# What is required
Scale the items below, starting with the line that contains "Warehouse picking: mark the flower pot" and going on through the end of the items: copy out every line, the wording and the answers alike, with each point coordinate in the answers multiplied by 1.95 and rounded to a whole number, halves going up. Leave the pictures out.

# Exercise inputs
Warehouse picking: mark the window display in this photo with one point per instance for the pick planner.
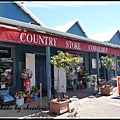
(6, 66)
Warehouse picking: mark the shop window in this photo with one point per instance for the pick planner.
(6, 67)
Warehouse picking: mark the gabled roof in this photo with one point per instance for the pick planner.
(66, 26)
(29, 13)
(104, 36)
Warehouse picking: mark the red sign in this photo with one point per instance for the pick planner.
(39, 39)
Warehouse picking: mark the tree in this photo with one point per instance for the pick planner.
(62, 60)
(107, 63)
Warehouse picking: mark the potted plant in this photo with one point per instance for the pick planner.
(107, 63)
(35, 92)
(19, 95)
(61, 60)
(88, 83)
(82, 87)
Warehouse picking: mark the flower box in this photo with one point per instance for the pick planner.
(59, 107)
(107, 90)
(20, 101)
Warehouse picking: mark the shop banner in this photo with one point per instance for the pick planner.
(15, 35)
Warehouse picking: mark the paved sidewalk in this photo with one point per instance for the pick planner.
(32, 110)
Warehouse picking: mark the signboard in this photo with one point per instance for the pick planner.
(40, 39)
(118, 84)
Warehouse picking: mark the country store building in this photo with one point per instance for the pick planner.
(24, 45)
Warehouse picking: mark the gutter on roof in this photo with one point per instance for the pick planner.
(53, 32)
(29, 13)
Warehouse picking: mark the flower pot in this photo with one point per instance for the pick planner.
(59, 107)
(82, 87)
(107, 90)
(20, 101)
(35, 96)
(88, 84)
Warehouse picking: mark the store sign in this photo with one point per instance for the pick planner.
(95, 48)
(40, 39)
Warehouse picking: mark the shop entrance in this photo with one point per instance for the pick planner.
(40, 72)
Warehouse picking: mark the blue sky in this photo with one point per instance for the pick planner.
(95, 16)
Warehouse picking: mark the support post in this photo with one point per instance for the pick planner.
(48, 73)
(41, 95)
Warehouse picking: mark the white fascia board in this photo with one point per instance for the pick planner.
(29, 13)
(51, 31)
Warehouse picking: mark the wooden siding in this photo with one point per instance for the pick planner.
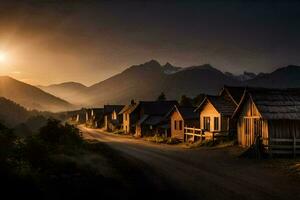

# Final answer
Warehouse picking: mark the flower pot in this photo with one point per instance for the pick planner.
(115, 209)
(160, 170)
(209, 176)
(39, 197)
(68, 187)
(172, 164)
Warehouse picking: mark the store sign in this photo with one point per instance for the pick planner.
(185, 94)
(78, 76)
Warehouse picking: mark the shop entrance in this photo with one point per instance for the pick planner.
(78, 140)
Warehouse picking: mark the blue sky in this photo with one point per instance for the pick planner.
(185, 31)
Warehouse picking: mark the support post in this photo with one point per instance for the pick planner.
(94, 142)
(80, 185)
Warehouse picking: mark the white fascia board in this photo with one point per instance for the pick planner.
(57, 25)
(99, 60)
Warehouse picking: mark the wooden siding in this photo with one point per instance for the pick planner.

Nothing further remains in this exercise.